**Directions**
Write out the listing below again, precisely as it is given.

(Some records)

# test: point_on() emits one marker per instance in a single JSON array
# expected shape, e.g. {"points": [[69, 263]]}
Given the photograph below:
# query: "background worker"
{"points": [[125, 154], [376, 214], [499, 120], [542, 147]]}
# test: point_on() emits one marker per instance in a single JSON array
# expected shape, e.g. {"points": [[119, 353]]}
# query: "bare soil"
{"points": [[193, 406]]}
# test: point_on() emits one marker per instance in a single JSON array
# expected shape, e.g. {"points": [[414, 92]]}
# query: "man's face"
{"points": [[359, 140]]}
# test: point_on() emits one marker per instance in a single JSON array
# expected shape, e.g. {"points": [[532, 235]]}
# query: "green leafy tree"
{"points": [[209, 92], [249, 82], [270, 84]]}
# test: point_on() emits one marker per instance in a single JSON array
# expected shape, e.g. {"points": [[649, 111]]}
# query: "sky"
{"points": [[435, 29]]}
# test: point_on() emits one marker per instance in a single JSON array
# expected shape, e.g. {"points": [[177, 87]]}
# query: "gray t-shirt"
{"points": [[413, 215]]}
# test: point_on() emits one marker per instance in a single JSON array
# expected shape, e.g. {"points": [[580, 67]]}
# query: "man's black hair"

**Task result**
# test: point_on() emits one marker per instance in a single JSON array
# expected shape, e.g. {"points": [[69, 263]]}
Given the photograph below:
# query: "background worker"
{"points": [[125, 154], [376, 214], [499, 120], [542, 147]]}
# test: point_on() emits one marker per instance in a single JSON array
# expected shape, e.g. {"points": [[119, 353]]}
# query: "bare soil"
{"points": [[193, 406]]}
# test: point_on() emits one marker per instance in a single JSON array
# expected shape, e.g. {"points": [[414, 92]]}
# query: "man's face"
{"points": [[359, 140]]}
# test: point_on() emits one marker per instance in a single JSON array
# expected shape, e.g. {"points": [[532, 235]]}
# query: "green leafy tree"
{"points": [[209, 92], [249, 82], [270, 84]]}
# test: point_on() emits one marker per instance in a single JSON array
# expected shape, e.g. {"points": [[649, 111]]}
# query: "sky"
{"points": [[435, 29]]}
# test: point_on() emits one marker per instance in a single JSON array
# expected shape, e.g. {"points": [[177, 87]]}
# query: "gray t-shirt"
{"points": [[413, 215]]}
# test: point_on() emits one marker per instance in a single JSON array
# expected shape, e.g. {"points": [[580, 67]]}
# query: "man's black hair"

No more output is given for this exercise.